[Coordinate annotation entries]
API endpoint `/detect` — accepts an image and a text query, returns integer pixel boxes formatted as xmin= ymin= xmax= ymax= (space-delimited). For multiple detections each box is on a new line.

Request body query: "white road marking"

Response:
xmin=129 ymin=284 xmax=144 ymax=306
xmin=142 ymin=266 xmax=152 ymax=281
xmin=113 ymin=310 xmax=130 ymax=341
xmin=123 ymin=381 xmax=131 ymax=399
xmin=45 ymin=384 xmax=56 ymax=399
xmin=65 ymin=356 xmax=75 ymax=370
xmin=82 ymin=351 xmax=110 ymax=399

# CHALLENGE:
Copy the lines above word for word, leaving nothing out.

# PROBLEM SOLUTION:
API endpoint `/detect` — accepts an image and a text query, returns integer pixel boxes formatted as xmin= ymin= xmax= ymax= (space-delimited). For multiple detections each box is on a new line.

Request body query: "white road marking"

Response:
xmin=129 ymin=284 xmax=144 ymax=306
xmin=142 ymin=266 xmax=152 ymax=281
xmin=113 ymin=310 xmax=130 ymax=341
xmin=123 ymin=381 xmax=131 ymax=399
xmin=45 ymin=384 xmax=56 ymax=399
xmin=65 ymin=356 xmax=75 ymax=370
xmin=82 ymin=351 xmax=110 ymax=399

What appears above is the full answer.